── Text excerpt
#birdclef-2024

1 messages · Page 1 of 1 (latest)

fallow kite
#

Hello everyone, I wonder if someone wants to team up and work together on birdclef-2024? Please let me know if you're curious about working on this task together.

dense roost
#

How do we submit? I'm not sure where if we should take all files in the test directory?

whole surge
arctic steeple
red sun
hollow quarry
#

Hello guys, I am venkatkumar! If some one wants to teamup and work together birdclef 2024! I am curious to participate this competition

kaggle linke: https://www.kaggle.com/venkatkumar001

plucky portal
#

right now, i have code that reads all files in test_soundscapes, but os.listdir is only returning readme.txt

dense roost
plucky portal
dense roost
plucky portal
coarse drift
#

hello birdclef-2024

#

working to make submissions with untrained off the shelf base models in order to find out if 120 minutes run-time limit can be met

#

unlabeled_soundscapes ogg files seem 4-min long, one could use 1100 of them to estimate the submission time

tawny charm
#

The time limits are quite annoying in these competitions

plucky portal
#

yeah, any reason its only 2 hours?
────
── Data lines
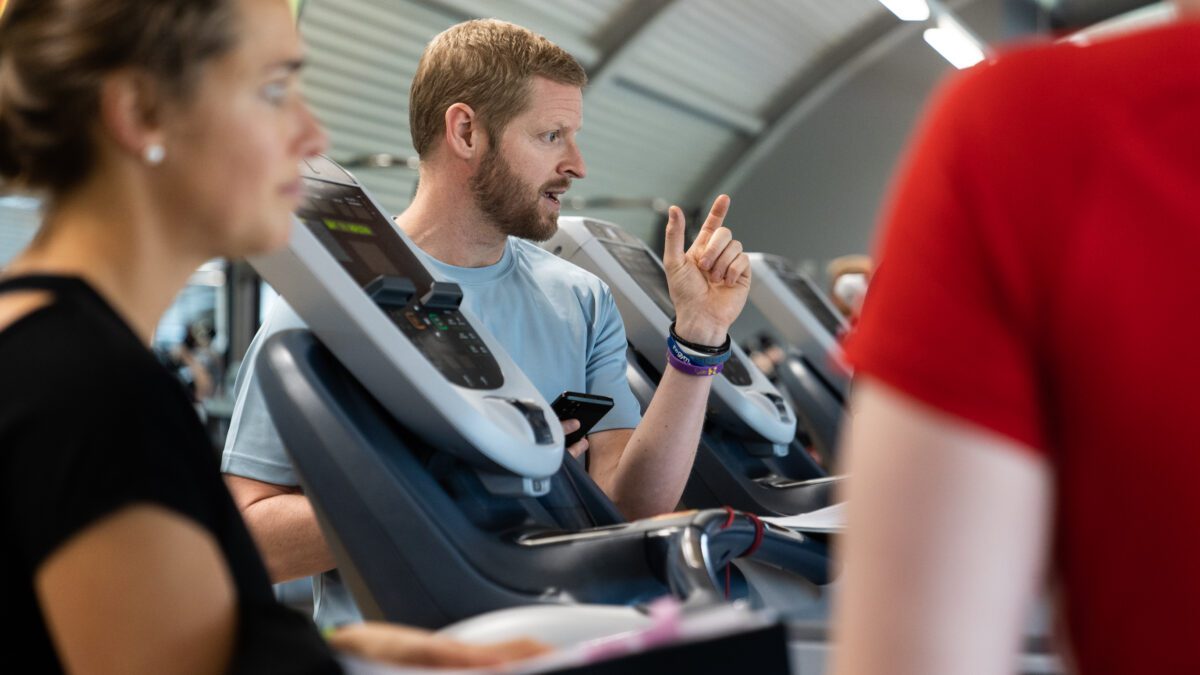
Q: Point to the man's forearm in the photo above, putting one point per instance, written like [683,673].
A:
[654,465]
[286,531]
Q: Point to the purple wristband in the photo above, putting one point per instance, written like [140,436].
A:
[691,369]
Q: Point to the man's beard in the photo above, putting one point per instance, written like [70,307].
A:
[502,197]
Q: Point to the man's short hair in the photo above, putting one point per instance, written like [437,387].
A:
[489,65]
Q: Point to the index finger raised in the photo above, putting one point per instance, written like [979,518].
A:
[714,221]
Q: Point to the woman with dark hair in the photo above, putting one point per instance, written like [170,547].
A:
[160,135]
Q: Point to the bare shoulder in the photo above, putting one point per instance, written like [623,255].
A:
[17,305]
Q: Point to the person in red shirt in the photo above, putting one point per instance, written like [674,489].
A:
[1027,371]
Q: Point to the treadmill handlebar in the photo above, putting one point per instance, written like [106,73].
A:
[696,545]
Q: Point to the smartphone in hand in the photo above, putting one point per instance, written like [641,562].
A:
[588,408]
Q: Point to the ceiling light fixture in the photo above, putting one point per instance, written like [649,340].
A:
[954,42]
[909,10]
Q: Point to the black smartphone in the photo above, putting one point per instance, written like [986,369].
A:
[588,408]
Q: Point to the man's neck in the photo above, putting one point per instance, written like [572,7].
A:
[448,226]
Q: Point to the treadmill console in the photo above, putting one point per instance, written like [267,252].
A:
[648,272]
[809,294]
[366,244]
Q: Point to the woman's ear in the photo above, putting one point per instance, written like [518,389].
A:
[130,112]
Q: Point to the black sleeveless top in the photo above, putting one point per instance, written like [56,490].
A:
[89,423]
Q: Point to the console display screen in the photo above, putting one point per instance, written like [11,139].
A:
[366,244]
[358,236]
[646,270]
[811,299]
[648,273]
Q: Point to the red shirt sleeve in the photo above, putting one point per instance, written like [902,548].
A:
[949,316]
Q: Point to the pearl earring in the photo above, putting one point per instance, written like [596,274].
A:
[154,154]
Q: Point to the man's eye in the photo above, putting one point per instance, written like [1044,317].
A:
[275,93]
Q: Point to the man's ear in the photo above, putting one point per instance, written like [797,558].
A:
[130,112]
[463,135]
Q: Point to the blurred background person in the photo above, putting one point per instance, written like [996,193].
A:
[849,278]
[1023,410]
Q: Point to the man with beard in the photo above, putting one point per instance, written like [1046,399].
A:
[495,111]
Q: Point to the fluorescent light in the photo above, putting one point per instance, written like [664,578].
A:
[954,43]
[909,10]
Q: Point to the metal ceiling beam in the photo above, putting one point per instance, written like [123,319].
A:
[623,30]
[863,47]
[583,51]
[808,89]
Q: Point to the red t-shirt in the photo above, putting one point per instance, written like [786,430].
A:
[1039,278]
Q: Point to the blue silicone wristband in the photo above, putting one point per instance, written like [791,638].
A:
[693,369]
[693,359]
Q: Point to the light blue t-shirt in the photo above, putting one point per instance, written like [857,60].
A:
[557,321]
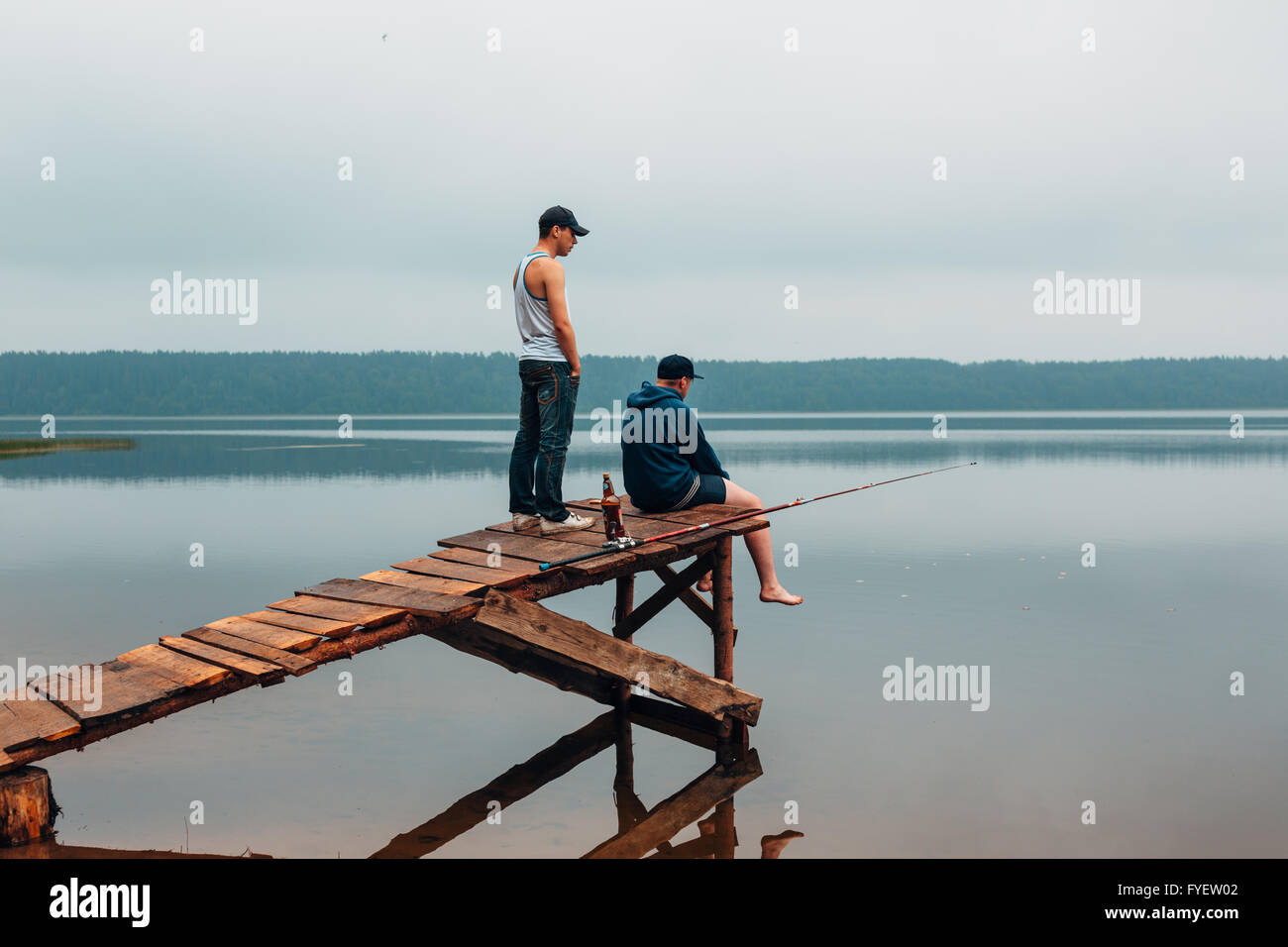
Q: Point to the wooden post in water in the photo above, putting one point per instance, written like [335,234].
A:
[721,602]
[621,608]
[27,805]
[732,732]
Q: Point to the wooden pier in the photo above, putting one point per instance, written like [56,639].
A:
[481,594]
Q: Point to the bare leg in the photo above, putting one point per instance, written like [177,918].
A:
[761,549]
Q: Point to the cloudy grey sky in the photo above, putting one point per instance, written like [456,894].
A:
[767,169]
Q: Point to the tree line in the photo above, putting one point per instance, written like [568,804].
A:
[333,382]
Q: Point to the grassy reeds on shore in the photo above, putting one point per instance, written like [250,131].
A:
[18,447]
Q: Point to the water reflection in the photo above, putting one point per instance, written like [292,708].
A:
[640,828]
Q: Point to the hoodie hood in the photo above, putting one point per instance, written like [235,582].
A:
[652,395]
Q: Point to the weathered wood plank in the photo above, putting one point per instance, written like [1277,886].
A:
[124,689]
[263,672]
[262,633]
[180,669]
[591,536]
[420,603]
[537,551]
[294,664]
[692,599]
[372,616]
[536,626]
[125,722]
[443,569]
[674,720]
[515,784]
[327,628]
[695,515]
[434,583]
[671,589]
[476,557]
[30,720]
[684,808]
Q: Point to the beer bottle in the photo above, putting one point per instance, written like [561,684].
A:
[612,509]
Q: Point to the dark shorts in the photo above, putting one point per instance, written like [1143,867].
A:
[709,488]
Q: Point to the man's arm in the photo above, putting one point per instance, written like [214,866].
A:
[559,315]
[703,459]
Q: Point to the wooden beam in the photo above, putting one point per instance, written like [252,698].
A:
[258,672]
[721,599]
[660,599]
[515,784]
[31,720]
[415,579]
[263,633]
[424,604]
[528,626]
[372,616]
[294,664]
[684,808]
[694,600]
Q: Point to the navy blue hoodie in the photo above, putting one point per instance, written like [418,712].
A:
[657,475]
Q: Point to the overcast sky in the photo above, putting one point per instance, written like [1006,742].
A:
[767,169]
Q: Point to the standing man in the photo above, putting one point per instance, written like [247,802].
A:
[550,371]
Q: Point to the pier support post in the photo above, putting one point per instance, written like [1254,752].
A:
[622,607]
[722,633]
[27,805]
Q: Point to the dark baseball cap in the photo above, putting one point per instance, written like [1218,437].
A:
[559,215]
[675,368]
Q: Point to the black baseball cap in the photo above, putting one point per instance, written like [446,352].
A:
[559,215]
[675,368]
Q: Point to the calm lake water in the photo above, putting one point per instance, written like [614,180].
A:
[1108,684]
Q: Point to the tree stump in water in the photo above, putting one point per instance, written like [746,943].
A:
[27,805]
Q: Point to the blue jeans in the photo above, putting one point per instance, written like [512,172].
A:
[545,427]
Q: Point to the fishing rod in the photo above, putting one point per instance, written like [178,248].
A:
[626,543]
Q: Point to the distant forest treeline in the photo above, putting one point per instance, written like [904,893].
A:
[326,382]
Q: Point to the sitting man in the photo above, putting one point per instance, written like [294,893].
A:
[669,466]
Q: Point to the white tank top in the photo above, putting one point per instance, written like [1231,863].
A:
[532,313]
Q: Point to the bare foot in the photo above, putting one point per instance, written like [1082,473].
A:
[777,592]
[773,845]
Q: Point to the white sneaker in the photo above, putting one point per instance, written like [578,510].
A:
[570,525]
[524,521]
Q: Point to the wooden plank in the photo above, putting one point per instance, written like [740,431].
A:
[515,784]
[262,633]
[123,689]
[669,817]
[515,657]
[671,587]
[475,557]
[294,664]
[674,720]
[553,634]
[180,669]
[694,600]
[155,711]
[694,515]
[370,616]
[536,549]
[483,575]
[327,628]
[30,720]
[420,603]
[434,583]
[263,672]
[591,536]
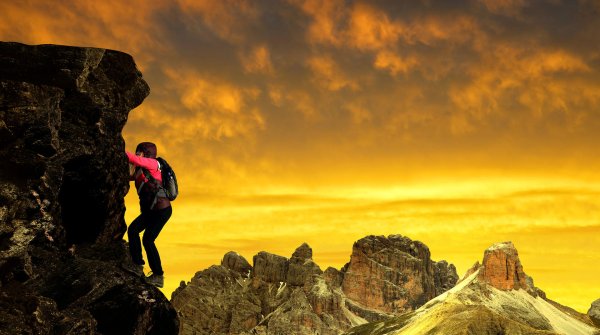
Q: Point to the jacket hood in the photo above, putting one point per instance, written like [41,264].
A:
[148,148]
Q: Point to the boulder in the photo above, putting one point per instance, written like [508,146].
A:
[502,268]
[63,178]
[594,312]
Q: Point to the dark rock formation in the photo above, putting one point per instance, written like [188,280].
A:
[502,268]
[594,312]
[394,274]
[63,176]
[293,296]
[234,261]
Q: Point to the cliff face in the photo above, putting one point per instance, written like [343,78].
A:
[63,176]
[293,296]
[394,274]
[496,297]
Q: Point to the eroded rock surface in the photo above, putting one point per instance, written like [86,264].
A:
[63,177]
[502,268]
[394,274]
[280,295]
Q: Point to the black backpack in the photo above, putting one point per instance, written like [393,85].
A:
[169,180]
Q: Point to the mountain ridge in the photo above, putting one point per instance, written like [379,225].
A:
[495,297]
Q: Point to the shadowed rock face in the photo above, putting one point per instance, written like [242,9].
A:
[293,296]
[63,176]
[495,297]
[594,312]
[502,268]
[394,274]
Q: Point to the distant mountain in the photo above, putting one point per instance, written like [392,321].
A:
[63,177]
[496,297]
[277,295]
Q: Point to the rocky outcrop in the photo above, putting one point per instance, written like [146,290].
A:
[594,312]
[502,268]
[394,274]
[63,176]
[293,296]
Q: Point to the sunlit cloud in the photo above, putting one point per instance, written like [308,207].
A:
[258,61]
[291,120]
[328,74]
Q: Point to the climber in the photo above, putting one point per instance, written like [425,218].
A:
[155,210]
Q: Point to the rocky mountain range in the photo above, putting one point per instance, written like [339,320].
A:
[495,297]
[63,178]
[276,295]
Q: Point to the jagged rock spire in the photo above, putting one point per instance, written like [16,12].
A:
[502,268]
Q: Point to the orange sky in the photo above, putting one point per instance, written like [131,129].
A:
[458,123]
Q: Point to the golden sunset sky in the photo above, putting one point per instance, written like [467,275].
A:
[456,123]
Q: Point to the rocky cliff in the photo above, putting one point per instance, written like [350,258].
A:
[278,295]
[63,176]
[594,312]
[495,297]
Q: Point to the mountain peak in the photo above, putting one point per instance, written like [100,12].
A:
[502,268]
[304,252]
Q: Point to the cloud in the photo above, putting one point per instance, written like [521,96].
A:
[257,61]
[328,74]
[227,19]
[394,63]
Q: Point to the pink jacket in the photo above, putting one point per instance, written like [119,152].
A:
[151,165]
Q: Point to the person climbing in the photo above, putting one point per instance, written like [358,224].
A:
[155,210]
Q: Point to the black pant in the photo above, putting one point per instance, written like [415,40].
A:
[152,221]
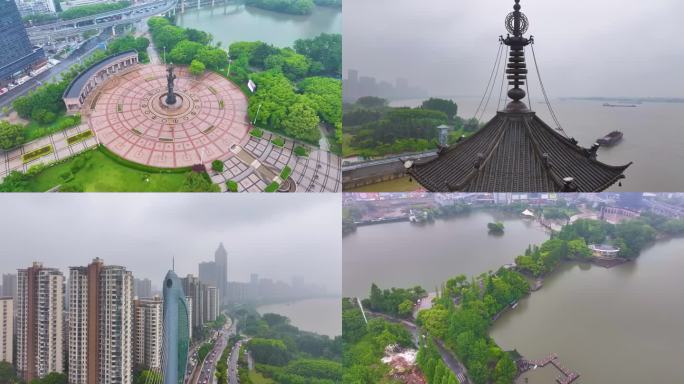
────
▶ Directives:
a - In the birdclef-2024 thread, what does os.listdir return when the code reads all files in test_soundscapes?
b - Print the birdclef-2024 thread from "fallow kite" to "this task together.".
c - Check each statement against the birdclef-2024 thread and answer yes or no, quoting the words that decide it: (i) The run-time limit mentioned is 120 minutes. (ii) The unlabeled_soundscapes ogg files seem to be 2 minutes long. (iii) One poster suggests using 1100 of the unlabeled_soundscapes files to estimate the submission time.

▶ Answers to the exercise:
a - Only readme.txt.

b -
fallow kite
#

Hello everyone, I wonder if someone wants to team up and work together on birdclef-2024? Please let me know if you're curious about working on this task together.

c -
(i) Yes: "in order to find out if 120 minutes run-time limit can be met"
(ii) No: "unlabeled_soundscapes ogg files seem 4-min long"
(iii) Yes: "one could use 1100 of them to estimate the submission time"